### What to produce
Reproduce every line of the listing below word for word, leaving out the pictures.

--- Start ---

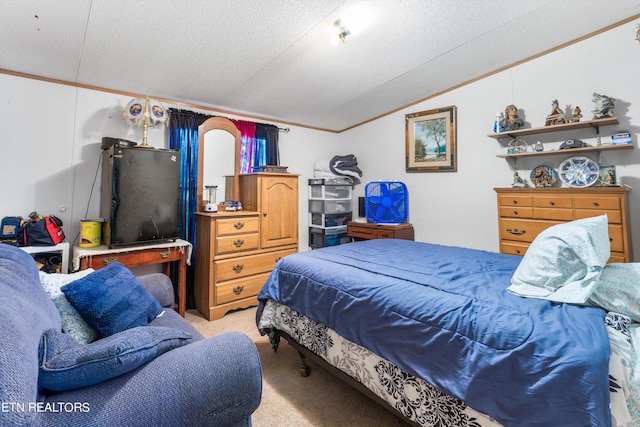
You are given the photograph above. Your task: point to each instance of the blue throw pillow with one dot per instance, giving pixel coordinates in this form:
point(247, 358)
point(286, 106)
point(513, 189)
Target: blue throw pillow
point(112, 299)
point(65, 364)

--- End ---

### Response for this exercise
You are given the photograph above. Your task: point to each instance of the blue throw pillow with one dot per instance, giving pixel coordinates in this form:
point(247, 358)
point(286, 106)
point(513, 189)
Target: blue throw pillow
point(112, 299)
point(65, 364)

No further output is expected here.